Upon the foregoing evidence the Court of Criminal Correction sustained defendant's motion to dismiss the complaint and discharge the defendant. The essential grounds of the motion were that the ordinance was enacted in violation of Clause 26, Section 53, Article 4, and Sections 4 and 30 of Article 2, of the State Constitution, and in violation of the Fourteenth Amendment of the Federal Constitution. The other grounds of the motion were argumentative, within the constitutional objections, as that, the ordinance delegated legislative authority to the Board of Public Service; put the citizens within the arbitrary power of the board; violated the uniform rule of action applicable to all citizens of the city who might come within its terms; and was not within the powers given to the city by its charter.

It is plain that the information does not charge a violation of Section 2581 of the ordinance, because it does not refer to any of the activities mentioned in that section. It is equally plain that it does not charge a violation of Section 2582, because it does not allege the conducting of a stable forbidden, under the conditions stated in that section.

By Section 2582 of the ordinance stables having ten or more horses cannot be located at all within certain prescribed distances of the respective buildings described in that section. For such, no permit can be granted. The permit required by Section 2580 has reference to only those, and to all those stables having ten or more horses, but not located within the areas prescribed by Section 2582; hence, the *912 charge made can refer only to a violation of the provision of Section 2580, and to conditions other than those described in Section 2582.

◆ TO BE DONE
a – Decide whether each statement agrees with the court opinion on the stable ordinance. Answer yes or no for each, and quote the words of the opinion that settle it.
(i) The Court of Criminal Correction sustained the defendant's motion to dismiss the complaint.
(ii) Under Section 2582, a permit may be granted for a stable with ten or more horses located within the prescribed distances.
(iii) The information charges a violation of Section 2581 of the ordinance.
b – Restate the paragraph of the court opinion on the stable ordinance that begins "By Section 2582 of the ordinance" as a short list that keeps its main facts.
c – Write the next part of the court opinion on the stable ordinance, starting after its final sentence.
The data after this point has no connection to the court opinion on the stable ordinance.

◆ STORED ROWS
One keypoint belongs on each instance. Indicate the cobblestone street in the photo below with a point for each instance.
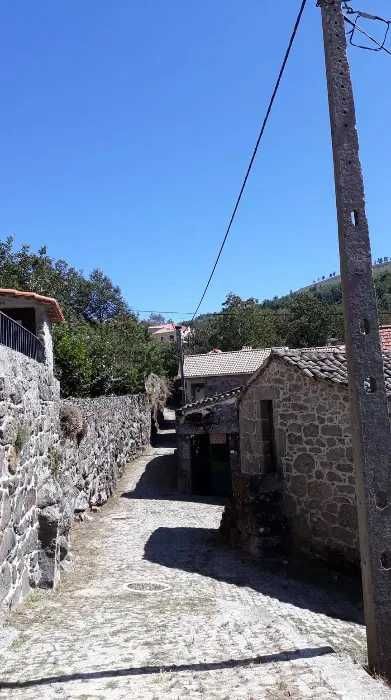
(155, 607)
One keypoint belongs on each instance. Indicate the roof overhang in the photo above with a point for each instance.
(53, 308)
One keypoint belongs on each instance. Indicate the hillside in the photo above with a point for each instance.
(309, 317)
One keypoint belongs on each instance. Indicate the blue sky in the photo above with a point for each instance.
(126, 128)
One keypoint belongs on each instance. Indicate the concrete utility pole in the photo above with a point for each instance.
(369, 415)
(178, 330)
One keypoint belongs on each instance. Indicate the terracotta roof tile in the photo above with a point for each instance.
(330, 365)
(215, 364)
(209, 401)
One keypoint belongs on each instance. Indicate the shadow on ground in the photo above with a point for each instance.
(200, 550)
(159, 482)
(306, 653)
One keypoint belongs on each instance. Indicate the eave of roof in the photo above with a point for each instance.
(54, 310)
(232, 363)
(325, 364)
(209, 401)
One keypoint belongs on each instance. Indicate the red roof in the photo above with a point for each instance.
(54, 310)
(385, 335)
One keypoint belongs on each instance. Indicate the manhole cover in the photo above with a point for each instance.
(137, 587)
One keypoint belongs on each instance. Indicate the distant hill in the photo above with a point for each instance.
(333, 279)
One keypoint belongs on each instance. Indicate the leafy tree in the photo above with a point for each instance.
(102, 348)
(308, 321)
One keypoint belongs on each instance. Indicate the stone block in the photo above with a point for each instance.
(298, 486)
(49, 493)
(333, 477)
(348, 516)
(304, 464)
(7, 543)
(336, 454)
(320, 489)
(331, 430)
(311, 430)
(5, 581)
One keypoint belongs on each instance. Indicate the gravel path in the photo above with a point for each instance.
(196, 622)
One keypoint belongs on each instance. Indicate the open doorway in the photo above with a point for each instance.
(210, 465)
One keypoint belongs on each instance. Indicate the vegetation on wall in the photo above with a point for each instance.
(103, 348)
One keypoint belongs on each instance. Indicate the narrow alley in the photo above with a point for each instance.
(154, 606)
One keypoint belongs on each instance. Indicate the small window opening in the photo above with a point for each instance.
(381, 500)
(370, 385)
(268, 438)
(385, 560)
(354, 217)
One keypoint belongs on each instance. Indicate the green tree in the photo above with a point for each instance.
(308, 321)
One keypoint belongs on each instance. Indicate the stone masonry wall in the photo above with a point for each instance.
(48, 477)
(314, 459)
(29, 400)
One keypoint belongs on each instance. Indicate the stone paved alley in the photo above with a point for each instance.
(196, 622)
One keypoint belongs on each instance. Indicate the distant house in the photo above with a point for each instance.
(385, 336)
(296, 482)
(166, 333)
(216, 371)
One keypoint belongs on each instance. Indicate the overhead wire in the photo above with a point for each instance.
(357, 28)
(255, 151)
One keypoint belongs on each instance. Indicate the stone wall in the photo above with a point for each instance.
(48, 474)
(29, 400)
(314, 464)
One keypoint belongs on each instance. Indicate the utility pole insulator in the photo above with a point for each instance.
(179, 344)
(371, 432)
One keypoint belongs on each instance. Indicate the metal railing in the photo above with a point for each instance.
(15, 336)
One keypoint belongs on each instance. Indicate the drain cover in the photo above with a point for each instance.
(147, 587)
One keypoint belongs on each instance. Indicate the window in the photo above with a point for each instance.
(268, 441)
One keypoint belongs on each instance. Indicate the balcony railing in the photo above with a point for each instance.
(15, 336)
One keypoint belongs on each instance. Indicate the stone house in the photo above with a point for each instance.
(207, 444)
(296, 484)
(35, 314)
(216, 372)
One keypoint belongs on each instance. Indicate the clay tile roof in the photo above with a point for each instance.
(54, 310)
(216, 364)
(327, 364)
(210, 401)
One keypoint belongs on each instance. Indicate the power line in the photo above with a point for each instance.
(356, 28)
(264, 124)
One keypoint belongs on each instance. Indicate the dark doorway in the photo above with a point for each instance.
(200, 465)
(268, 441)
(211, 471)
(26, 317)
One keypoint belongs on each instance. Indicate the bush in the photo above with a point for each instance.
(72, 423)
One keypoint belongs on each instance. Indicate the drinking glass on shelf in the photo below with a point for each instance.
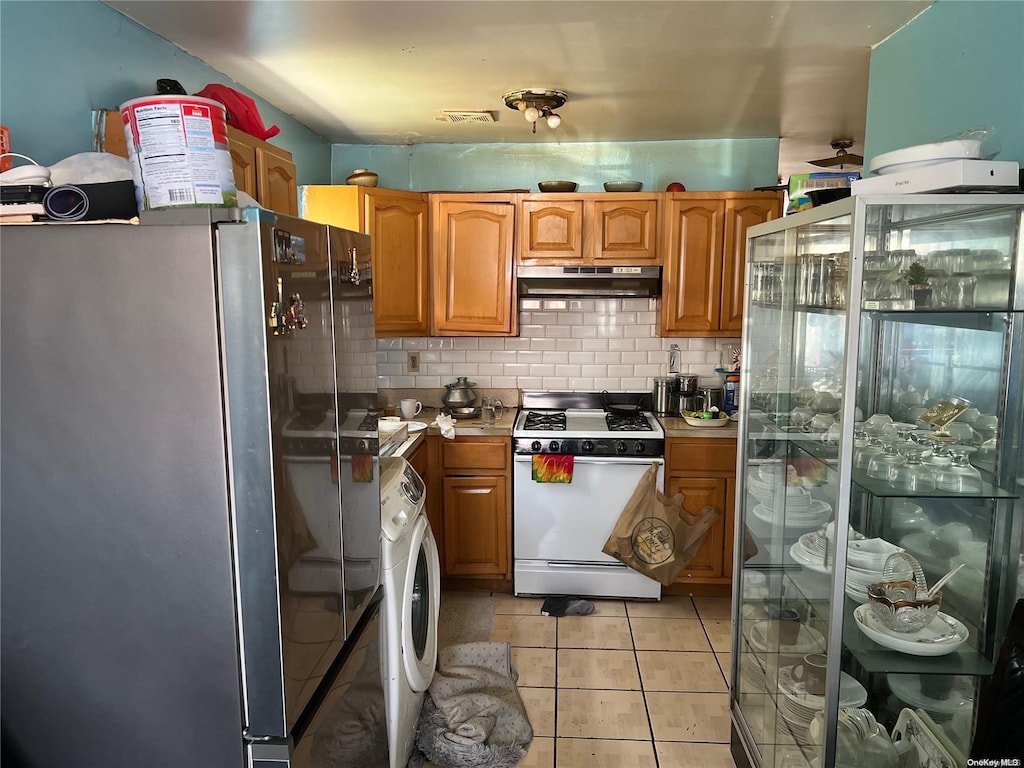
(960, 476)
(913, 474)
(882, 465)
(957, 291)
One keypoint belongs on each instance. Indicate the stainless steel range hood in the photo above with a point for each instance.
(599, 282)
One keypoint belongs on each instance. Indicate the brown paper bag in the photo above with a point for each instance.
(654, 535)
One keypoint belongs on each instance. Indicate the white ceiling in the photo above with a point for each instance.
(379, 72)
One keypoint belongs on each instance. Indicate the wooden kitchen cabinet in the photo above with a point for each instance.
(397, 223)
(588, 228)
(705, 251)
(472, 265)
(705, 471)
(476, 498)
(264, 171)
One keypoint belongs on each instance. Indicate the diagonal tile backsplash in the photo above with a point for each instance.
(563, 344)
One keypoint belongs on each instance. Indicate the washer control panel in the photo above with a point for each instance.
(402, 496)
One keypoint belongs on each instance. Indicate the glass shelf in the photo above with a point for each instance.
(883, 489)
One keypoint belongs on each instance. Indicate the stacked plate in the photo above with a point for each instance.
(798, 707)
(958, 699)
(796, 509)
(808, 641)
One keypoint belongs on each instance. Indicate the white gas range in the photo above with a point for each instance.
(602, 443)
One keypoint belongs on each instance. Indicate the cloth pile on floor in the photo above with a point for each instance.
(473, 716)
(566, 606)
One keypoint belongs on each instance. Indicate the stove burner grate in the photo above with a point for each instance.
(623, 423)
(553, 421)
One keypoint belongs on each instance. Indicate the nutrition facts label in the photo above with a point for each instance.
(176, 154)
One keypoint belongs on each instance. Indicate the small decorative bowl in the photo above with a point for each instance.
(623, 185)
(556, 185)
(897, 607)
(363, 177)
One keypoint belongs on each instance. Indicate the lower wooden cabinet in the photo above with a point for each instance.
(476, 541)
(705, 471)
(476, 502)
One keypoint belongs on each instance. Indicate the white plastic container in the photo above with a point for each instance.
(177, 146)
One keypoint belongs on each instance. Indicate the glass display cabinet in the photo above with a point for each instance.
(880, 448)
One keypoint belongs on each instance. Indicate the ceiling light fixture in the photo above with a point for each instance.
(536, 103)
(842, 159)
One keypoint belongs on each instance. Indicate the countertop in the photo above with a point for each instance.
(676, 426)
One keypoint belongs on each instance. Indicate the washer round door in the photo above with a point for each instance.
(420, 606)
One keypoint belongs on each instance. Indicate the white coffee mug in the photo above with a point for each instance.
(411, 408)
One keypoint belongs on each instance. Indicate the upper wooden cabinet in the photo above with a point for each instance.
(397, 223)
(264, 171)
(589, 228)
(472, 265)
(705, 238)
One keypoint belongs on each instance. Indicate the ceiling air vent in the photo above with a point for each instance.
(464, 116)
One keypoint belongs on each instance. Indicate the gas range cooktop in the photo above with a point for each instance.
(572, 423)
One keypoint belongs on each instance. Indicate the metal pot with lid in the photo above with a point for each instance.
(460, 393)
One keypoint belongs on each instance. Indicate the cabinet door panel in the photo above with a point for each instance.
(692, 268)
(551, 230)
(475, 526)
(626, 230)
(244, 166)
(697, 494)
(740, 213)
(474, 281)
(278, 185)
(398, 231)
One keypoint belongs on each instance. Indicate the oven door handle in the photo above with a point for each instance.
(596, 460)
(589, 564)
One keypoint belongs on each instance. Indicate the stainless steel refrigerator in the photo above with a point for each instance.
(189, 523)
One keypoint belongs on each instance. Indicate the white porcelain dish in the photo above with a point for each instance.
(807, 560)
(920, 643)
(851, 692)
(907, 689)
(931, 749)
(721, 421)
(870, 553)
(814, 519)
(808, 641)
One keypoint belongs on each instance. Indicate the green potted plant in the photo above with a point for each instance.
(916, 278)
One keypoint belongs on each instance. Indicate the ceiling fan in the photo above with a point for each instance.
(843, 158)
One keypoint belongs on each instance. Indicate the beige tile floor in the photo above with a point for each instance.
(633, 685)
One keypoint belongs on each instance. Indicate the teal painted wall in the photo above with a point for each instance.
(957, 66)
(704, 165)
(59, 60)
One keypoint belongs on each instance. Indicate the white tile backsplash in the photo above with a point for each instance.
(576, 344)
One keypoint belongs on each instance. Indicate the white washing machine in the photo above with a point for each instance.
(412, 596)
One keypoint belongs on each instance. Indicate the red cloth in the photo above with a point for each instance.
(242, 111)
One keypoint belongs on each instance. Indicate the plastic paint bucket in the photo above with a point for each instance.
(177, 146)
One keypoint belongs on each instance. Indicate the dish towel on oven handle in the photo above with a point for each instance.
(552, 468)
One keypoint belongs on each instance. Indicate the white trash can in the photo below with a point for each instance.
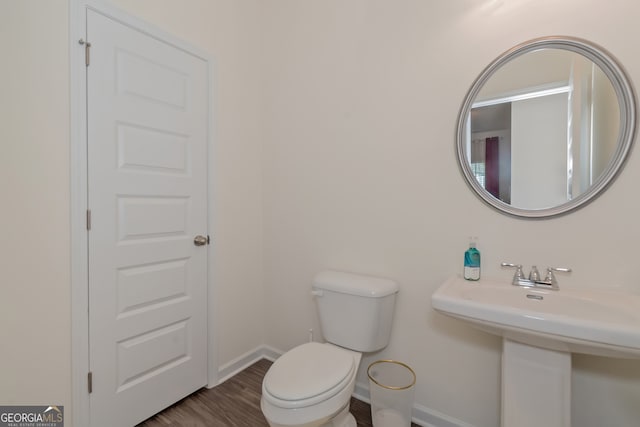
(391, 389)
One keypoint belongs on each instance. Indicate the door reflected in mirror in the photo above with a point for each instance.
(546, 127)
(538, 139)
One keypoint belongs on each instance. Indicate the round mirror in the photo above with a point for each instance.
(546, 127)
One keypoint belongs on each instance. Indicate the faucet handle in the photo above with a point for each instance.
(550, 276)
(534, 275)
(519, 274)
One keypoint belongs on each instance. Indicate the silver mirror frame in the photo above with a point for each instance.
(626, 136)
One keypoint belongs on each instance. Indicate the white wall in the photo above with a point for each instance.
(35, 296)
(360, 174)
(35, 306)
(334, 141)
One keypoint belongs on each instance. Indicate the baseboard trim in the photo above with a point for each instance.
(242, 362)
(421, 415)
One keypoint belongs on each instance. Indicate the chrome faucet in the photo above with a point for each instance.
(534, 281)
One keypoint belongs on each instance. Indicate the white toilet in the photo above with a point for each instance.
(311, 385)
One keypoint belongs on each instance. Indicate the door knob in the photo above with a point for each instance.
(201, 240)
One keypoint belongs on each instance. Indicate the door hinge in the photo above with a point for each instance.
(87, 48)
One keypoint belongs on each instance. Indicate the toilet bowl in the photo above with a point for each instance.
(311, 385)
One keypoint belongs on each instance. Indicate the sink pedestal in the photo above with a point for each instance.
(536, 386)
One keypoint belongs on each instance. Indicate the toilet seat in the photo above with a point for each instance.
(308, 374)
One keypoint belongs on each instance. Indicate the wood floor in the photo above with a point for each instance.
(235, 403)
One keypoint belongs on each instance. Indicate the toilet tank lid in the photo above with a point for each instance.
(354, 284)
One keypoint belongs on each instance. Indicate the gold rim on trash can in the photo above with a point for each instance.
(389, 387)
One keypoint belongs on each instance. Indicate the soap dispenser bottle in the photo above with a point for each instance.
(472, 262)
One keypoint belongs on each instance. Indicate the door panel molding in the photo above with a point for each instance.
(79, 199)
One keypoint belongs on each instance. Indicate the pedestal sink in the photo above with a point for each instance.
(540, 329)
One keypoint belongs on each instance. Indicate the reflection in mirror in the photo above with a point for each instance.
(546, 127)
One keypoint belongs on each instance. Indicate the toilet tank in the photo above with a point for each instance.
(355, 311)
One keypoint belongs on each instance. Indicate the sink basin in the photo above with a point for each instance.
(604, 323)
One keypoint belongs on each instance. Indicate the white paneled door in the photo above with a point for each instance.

◆ ANSWERS TO THE TASKS
a –
(i) Yes: "the Court of Criminal Correction sustained defendant's motion to dismiss the complaint and discharge the defendant"
(ii) No: "For such, no permit can be granted."
(iii) No: "It is plain that the information does not charge a violation of Section 2581 of the ordinance"

b –
- Section 2582 bars stables with ten or more horses from being located within certain prescribed distances of the buildings it describes, and no permit can be granted for such stables.
- The permit required by Section 2580 applies only to, and to all, stables with ten or more horses that are not located within the areas prescribed by Section 2582.
- The charge made can therefore refer only to a violation of Section 2580 and to conditions other than those described in Section 2582.

c –
The defendant contends that, even assuming that the ordinance (Sec. 2580) is a valid exercise of the legislative power vested in the city, no case was made against defendant. The more important question raised is that the section mentioned is an unwarranted delegation of power to the Board of Public Service, and that the section is invalid because it prescribes no basis nor standard under which the board can find the existence or non-existence of certain facts and conditions, and apply the facts so found, to the prescribed basis or standard; but that it leaves to the board the power to grant or to refuse a permit at its discretion, a discretion which is unregulated, and may be exercised arbitrarily. The distinction has been drawn frequently between the authority which may be given to an administrative officer or board which is valid, and that which is invalid, dependent upon whether it is attempted to give a power legislative in character.

The distinction is set forth in the quoted sentence found in State v. Thompson, 160 Mo. l.c. 345: "The Legislature cannot delegate its power to make a law, but it can make a law to delegate a power to determine some fact or state of things upon which the law makes, or intends to make, its own action depend." The rule equally applies to ordinances of cities in respect to those matters within the province of municipal legislative authority.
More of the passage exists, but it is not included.